:: Su cosa lavorare ::
**A.** Nel brano su Wandrè e le sue chitarre, quale nuovo materiale veniva usato per il manico degli strumenti?
**B.** Estendi il brano su Wandrè e le sue chitarre, riprendendo subito dopo l'ultima frase.

:: Brano fornito ::
Sulle ali di un sogno a sei corde
  
Il modello lavorativo "Wandrè"
 
“Opere di arte pop”, “sculture fruibili per la musica”, “oggetti dotati di anima propria”, “opere ribelli”. Sono le definizioni che lo scrittore Marco Ballestri attribuisce alla chitarra elettrica nelle particolari interpretazioni e rivisitazioni avvenute negli anni ‘60 ad opera di un liutaio italiano, Antonio Pioli, in arte Wandrè.  

Siamo nel luglio 2022, presso il Teatro Miotto di Spilimbergo, una cittadina in provincia di Pordenone.

Sul palco del teatro sono esposte le chitarre oggetto della mostra, sullo schermo un proiettore diffonde immagini in bianco e nero, scorrono scene dell’Italia creativa, laboriosa, intraprendente degli anni ‘50 e ‘60 del secolo scorso e la voce narrante di Marco si lascia ascoltare, riportandoci indietro nel tempo, nel dopoguerra, evocando atmosfere riconducibili al neorealismo di Roberto Rossellini e al realismo magico di Federico Fellini.

Il racconto ci porta a Cavriago, un piccolo paesino in provincia di Reggio Emilia, dove Wandrè creava strumenti unici, strumenti che non rispondevano a un design prettamente funzionale ma a uno stato emotivo: dovevano divenire una protesi dell’artista per attuare il transfert emotivo. Venivano realizzate forme anche bizzarre, ricche di simbolismi, aggiunti colori mai visti prima su uno strumento musicale, si sperimentavano innovazioni tecniche con nuovi materiali come l’alluminio per il manico, che rendeva gli strumenti anche particolarmente leggeri.

Le mode dell’epoca influenzavano decisamente la linea costruttiva: nel 1957 Harry Belafonte lancia il ballo calypso e subito Wandrè reagisce all’input, raffigurando sul corpo di una chitarra due danzatori; nell’epoca d’oro di Brigitte Bardot viene costruita una sei corde ispirata all’attrice, avventurandosi in verniciature fantasiose che anticipano l’avvento della psichedelia; la luna calante diventa musa ispiratrice per una chitarra denominata Selene; viene creato uno strumento chiamato Rock Oval (siamo negli anni dell’esplorazione spaziale) che si rifà alle immagini degli UFO e così tantissime altre chitarre che assurgono a estensione naturale della creatività dell’artista. Gli strumenti di Wandrè li abbiamo visti usati da artisti come Celentano, Little Tony, Francesco Guccini e molti altri.

La favola raccontata da Marco Ballestri nel suo L’artista della chitarra elettrica non si limita alla storia delle creazioni artistiche. Wandrè non è stato soltanto un genio della liuteria ma anche un uomo che ha contribuito a sviluppare un “modello” di lavoro e di vita grazie alla sua formazione, a un percorso lavorativo che va dall’apprendista operaio al capocantiere edile, all’esperienza di studio nella scuola convitto di Rivaltella, alla partecipazione al Comitato di Liberazione Nazionale durante la Seconda guerra mondiale.

:: Elenco dati ::
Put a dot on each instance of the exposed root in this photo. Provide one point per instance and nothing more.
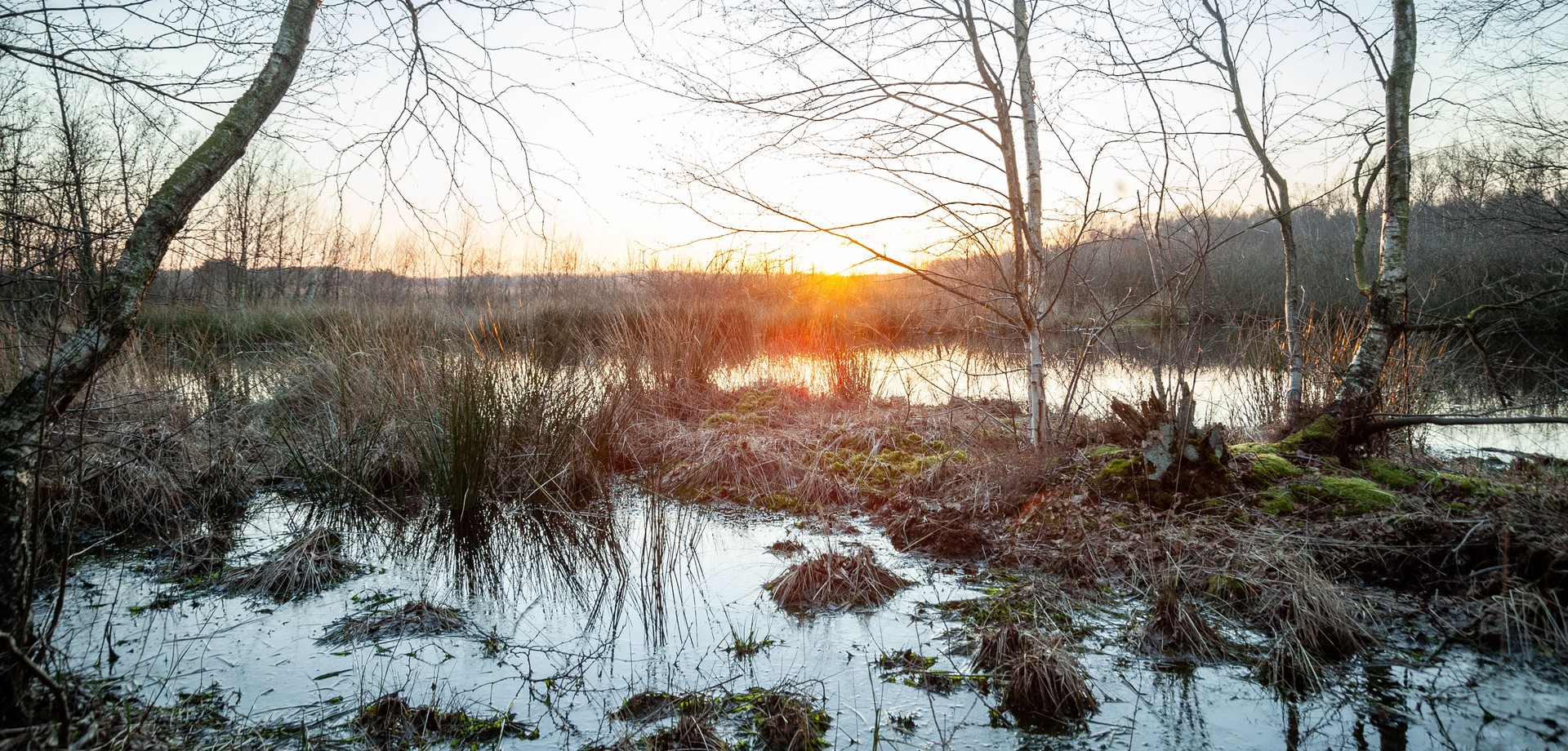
(412, 620)
(308, 565)
(833, 579)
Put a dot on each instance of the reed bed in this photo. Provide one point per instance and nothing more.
(1178, 629)
(692, 731)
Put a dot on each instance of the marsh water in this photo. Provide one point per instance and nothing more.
(1228, 386)
(654, 593)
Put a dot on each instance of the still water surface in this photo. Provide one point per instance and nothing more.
(671, 587)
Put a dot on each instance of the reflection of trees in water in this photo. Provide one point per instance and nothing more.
(496, 549)
(1383, 711)
(1178, 703)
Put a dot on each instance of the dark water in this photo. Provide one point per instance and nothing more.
(654, 592)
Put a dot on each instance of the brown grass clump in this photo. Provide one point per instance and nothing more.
(1000, 647)
(690, 732)
(1319, 615)
(786, 722)
(308, 565)
(1178, 629)
(1046, 686)
(410, 620)
(787, 548)
(391, 722)
(1291, 667)
(833, 579)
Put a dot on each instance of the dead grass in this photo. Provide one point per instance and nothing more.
(690, 732)
(416, 618)
(1046, 684)
(1178, 629)
(1291, 667)
(1000, 647)
(786, 722)
(833, 579)
(391, 722)
(308, 565)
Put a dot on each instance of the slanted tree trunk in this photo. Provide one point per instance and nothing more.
(42, 394)
(1360, 389)
(1280, 207)
(1034, 242)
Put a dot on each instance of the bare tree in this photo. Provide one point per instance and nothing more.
(937, 98)
(431, 47)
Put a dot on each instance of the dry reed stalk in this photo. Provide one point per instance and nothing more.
(833, 579)
(1000, 647)
(690, 732)
(1291, 667)
(308, 565)
(787, 723)
(1178, 629)
(417, 618)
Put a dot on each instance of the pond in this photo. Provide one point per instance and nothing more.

:: Risposte ::
**A.** L'alluminio, che rendeva gli strumenti anche particolarmente leggeri.

**B.**
La fabbrica rotonda di Cavriago, dove venivano realizzate le chitarre di Wandrè, era un open space con un’enorme finestra circolare e un giardinetto centrale. Una pianta pentadecagonale, ovvero 15 angoli di uguale apertura con lati di 4,5 mt, che conferivano alla struttura un aspetto quasi circolare. Gli operai dovevano comunicare tra loro e potevano esprimere la loro creatività con delle variazioni sugli strumenti da lui prodotti, nella forma delle “buche a f”, nelle verniciature, motivo per cui non esiste una chitarra perfettamente uguale all’altra: ognuna è frutto, oltre che del progetto originale, dell’energia creativa del singolo individuo che l’ha lavorata in quel momento.

Wandrè era un acerrimo nemico dell’alienazione degli operai, delle azioni ripetitive tipiche di una catena di montaggio: teorizzava che il lavoro rimanesse pur sempre una costrizione, per cui l’operaio doveva poter osservare il cielo simbolo della libertà, per ricordare sempre di esser nato libero.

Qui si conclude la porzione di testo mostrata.